• GIVEN EXERCISE: Convert every line of the records below into a JSON list of strings, one string per line, omitting blank lines. Leave the pictures out of the answer.

# Start of SUPPLIED RECORDS

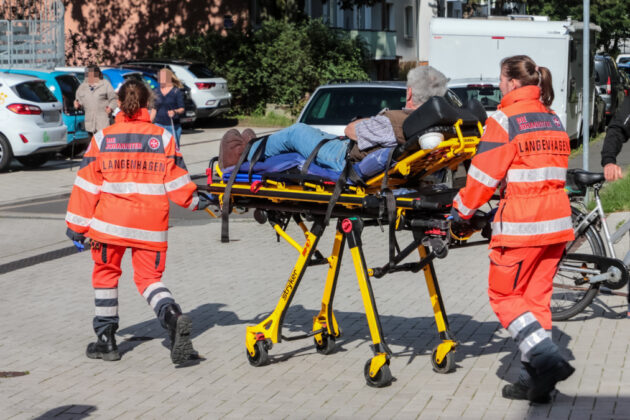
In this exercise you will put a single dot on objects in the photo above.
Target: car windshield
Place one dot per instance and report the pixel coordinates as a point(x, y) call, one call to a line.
point(68, 85)
point(35, 91)
point(488, 95)
point(200, 71)
point(338, 106)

# End of SUPPLIED RECORDS

• EXERCISE ANSWER:
[
  "In this exercise you will put a single dot on objects in the photo above.",
  "Target: car windshield",
  "Place one dot per instance and report the pixel coordinates as a point(x, y) call, one call to a line.",
  "point(68, 85)",
  "point(35, 91)",
  "point(488, 95)",
  "point(200, 71)",
  "point(338, 106)"
]